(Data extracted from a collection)

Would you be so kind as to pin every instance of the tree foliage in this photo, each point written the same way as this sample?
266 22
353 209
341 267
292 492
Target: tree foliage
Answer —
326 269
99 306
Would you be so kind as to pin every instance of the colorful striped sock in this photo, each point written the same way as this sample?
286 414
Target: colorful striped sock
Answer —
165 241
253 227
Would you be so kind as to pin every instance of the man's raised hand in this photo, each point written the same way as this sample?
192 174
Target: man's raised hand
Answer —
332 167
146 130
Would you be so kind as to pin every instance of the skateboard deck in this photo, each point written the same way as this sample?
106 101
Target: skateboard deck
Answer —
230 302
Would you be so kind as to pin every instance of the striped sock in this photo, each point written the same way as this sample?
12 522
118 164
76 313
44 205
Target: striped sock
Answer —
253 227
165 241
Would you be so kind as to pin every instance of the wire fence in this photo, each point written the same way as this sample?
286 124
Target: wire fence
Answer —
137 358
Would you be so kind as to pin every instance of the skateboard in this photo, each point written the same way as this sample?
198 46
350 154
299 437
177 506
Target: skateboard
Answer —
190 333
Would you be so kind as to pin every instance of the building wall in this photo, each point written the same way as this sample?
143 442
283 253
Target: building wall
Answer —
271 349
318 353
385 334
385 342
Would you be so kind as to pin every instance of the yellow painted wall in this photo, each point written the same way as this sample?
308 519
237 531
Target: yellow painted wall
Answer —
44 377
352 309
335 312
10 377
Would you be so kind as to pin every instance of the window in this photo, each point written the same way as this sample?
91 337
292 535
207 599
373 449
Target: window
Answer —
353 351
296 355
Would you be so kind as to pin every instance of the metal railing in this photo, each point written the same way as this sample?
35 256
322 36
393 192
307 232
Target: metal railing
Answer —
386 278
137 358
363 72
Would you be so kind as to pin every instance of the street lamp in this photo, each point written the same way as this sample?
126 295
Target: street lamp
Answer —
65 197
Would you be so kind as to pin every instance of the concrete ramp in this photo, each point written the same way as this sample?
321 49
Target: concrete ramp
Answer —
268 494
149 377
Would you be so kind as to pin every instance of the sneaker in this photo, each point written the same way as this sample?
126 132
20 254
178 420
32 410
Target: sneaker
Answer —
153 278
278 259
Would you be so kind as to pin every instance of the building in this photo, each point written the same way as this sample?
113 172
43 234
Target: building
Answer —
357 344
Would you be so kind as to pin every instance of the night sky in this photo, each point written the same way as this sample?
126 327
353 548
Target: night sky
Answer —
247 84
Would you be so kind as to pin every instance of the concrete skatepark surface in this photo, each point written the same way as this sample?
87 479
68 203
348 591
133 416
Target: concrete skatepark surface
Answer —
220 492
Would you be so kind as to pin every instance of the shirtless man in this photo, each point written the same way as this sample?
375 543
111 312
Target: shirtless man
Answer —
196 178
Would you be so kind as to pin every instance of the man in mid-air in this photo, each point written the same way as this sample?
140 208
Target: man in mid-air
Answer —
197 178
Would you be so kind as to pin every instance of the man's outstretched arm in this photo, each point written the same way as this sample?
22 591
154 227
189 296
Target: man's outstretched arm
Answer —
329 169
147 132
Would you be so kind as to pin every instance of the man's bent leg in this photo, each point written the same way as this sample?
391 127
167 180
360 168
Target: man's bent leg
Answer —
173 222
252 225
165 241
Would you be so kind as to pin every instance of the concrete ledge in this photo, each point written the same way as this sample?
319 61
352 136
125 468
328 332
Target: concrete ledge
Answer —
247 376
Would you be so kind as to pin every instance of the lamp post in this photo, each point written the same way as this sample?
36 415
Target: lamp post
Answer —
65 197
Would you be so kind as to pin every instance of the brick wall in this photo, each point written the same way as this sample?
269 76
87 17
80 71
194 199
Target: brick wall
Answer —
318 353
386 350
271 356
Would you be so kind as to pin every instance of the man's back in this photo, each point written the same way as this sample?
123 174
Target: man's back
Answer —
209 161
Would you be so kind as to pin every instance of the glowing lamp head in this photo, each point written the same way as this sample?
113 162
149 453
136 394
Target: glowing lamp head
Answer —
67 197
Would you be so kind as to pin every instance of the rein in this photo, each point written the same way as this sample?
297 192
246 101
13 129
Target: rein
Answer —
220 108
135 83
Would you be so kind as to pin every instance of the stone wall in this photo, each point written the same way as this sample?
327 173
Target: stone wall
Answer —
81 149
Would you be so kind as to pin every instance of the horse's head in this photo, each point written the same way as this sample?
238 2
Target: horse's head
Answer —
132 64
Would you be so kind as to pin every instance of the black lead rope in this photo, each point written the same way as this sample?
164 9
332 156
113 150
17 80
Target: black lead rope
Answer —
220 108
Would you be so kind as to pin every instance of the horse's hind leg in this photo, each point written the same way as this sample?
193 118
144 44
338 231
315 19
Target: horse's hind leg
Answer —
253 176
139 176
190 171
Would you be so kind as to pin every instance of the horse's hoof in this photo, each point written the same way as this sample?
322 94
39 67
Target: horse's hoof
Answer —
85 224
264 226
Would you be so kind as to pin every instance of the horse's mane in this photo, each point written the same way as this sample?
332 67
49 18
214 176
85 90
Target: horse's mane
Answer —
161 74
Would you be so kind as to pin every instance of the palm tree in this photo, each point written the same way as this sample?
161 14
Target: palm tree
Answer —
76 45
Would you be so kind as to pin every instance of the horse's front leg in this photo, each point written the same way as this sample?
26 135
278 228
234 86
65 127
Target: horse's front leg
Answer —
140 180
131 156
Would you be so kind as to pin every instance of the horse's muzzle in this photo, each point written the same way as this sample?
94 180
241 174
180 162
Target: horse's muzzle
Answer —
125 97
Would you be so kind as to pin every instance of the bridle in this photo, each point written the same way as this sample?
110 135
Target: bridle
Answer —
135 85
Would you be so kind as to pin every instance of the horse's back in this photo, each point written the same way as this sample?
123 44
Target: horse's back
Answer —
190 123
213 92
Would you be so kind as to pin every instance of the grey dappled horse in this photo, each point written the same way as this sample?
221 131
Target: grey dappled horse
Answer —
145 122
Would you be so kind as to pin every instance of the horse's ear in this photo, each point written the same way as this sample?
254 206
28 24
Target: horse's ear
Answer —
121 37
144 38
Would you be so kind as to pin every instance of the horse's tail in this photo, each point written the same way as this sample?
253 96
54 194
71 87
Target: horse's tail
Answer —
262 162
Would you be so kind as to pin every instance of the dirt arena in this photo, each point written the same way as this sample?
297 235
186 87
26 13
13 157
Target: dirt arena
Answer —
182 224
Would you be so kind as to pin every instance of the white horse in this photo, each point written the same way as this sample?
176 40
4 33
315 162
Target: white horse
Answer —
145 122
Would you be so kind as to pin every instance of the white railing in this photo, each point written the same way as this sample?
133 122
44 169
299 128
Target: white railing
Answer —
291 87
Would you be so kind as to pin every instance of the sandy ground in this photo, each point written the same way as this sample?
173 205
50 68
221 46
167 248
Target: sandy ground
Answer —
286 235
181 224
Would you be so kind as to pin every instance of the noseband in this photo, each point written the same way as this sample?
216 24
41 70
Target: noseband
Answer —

**What to work on:**
Scan the entries above for the string "muzzle", and copy every line where it turns up.

**Output of the exercise:**
Would you be so kind as to pin every instance of the horse's muzzle in this photo, each point written the same way as this sample?
Target: horse's muzzle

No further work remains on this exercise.